▶ [Qué hay que hacer] Escribe todos los títulos de libros que aparecen en el párrafo del texto que empieza con «A nadie se le pedirán explicaciones».

▶ [Texto]
########################################

Algunas ficciones pueden arrebatarnos desde un principio. Otras aparecen cuando no se las espera

Adam Driver (izquierda) y Jonathan Pryce, en 'El hombre que mató a don Quijote', de Terry Gilliam.
Adam Driver (izquierda) y Jonathan Pryce, en 'El hombre que mató a don Quijote', de Terry Gilliam.

A nadie se le pedirán explicaciones si dice que En busca del tiempo perdido, Madame Bovary o Doctor Faustus son los libros que más le impresionaron. Tal declaración ratifica lo que ahora se llama canon, es decir, la champions league de la literatura. Con igual tranquilidad, se acepta nombrar a Jane Austen junto a Stendhal, o a Heine en la misma frase que a Baudelaire. Salvo para rebeldes que quieran intranquilizar lo establecido, esos nombres figuran en la mayoría de las listas. Ya no causan escándalo en los tribunales, ni hay fiscales que los persigan como a Flaubert, o censores que quieran borrarlos como sucedió con Lolita, de Nabokov. Solo a un provocador profesional se le ocurriría decir que, al lado de Rojo y negro, se puede poner una novela desvaída de Lamartine; que Victor Hugo no es para tanto, si se piensa en lo bien que escribía Alfred de Vigny; o que, finalmente, Eliot es bastante aburrido si lo comparamos con Neruda. Hay listas con las que no se juega, donde se prescriben libros que hay que leer contra viento y marea.

Un amigo recuerda, con vergüenza retrospectiva, que fue a una librería para adquirir Edipo rey de Sófocles, pensando que Sófocles era un lugar de Grecia. La profesora no lo había aclarado a su público de secundaria. Pareja confusión me afectaba, de adolescente, frente al Quijote. Antes me había sucedido mezclar el Cantar de Mio Cid con Le Cid de Corneille, sin consecuencias fatales. Me gustaban más los versos del drama francés. Del Quijote, en la escuela, nos obligaron a memorizar algunos párrafos sobre las armas y las letras, incomprensibles para nuestra incultura y mucho más difíciles de retener que las sextinas del Martín Fierro, que finalmente ayudaban con el verso corto y la rima.

Decidí entonces, a los 14 años, que leería el Quijote yo solita, empresa que, a mediados del siglo XX, era completamente imposible para una chica, aunque fuera muy pretenciosa. Sentada en el segundo patio de la casa, me concentré tardes y tardes para “leer” a Cervantes, tarea que, de vez en cuando, aliviaba con una merecida botellita de coca-cola. Solo tenía el Diccionario de la Real Academia. No existía Internet, y mi familia tomó distancia de una empresa que consideró uno de mis habituales caprichos.

########################################

▶ [Lista de datos]
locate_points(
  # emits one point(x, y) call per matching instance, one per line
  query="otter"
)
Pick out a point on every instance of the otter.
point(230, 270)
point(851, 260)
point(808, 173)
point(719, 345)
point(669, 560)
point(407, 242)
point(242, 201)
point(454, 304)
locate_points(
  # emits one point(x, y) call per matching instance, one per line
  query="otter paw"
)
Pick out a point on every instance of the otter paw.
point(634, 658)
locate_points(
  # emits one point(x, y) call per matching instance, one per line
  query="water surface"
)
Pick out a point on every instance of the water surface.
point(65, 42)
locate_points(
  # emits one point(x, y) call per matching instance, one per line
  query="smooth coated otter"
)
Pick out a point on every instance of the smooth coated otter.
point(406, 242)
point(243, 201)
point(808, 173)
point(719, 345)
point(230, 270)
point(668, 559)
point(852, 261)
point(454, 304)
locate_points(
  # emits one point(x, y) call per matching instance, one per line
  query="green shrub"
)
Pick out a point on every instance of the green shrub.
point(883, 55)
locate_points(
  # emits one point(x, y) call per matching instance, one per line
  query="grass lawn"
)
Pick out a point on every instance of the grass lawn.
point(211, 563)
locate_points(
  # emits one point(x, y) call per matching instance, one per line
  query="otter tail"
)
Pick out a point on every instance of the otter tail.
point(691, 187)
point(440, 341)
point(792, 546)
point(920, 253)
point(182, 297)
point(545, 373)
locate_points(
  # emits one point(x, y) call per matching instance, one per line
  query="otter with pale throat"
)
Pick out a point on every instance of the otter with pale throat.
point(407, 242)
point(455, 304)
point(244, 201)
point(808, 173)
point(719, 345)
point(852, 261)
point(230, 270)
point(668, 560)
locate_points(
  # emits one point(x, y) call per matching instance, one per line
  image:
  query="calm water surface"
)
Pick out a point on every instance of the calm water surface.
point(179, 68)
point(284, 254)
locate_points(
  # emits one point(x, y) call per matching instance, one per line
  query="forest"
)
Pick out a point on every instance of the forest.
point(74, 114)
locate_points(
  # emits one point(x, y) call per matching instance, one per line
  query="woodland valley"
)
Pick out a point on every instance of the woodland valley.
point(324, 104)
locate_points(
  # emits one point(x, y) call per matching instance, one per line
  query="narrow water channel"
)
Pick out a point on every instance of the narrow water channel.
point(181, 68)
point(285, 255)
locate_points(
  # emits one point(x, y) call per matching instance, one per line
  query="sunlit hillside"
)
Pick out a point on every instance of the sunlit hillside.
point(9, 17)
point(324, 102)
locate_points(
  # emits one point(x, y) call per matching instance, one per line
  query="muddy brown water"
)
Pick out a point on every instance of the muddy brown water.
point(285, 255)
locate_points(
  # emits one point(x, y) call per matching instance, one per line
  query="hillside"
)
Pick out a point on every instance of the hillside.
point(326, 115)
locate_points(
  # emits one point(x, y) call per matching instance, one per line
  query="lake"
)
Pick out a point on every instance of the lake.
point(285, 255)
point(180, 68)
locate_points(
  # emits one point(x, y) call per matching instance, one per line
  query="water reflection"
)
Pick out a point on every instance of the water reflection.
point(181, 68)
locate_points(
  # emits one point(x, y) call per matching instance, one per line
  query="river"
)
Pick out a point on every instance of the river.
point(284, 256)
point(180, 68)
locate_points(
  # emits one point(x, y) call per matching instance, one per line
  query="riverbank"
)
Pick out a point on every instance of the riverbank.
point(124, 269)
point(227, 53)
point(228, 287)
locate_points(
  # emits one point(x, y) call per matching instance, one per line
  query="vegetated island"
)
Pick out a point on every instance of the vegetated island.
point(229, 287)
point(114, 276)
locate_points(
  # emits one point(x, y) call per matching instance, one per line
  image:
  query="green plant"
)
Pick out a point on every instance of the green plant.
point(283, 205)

########################################

▶ [Solución]
- En busca del tiempo perdido
- Madame Bovary
- Doctor Faustus
- Lolita
- Rojo y negro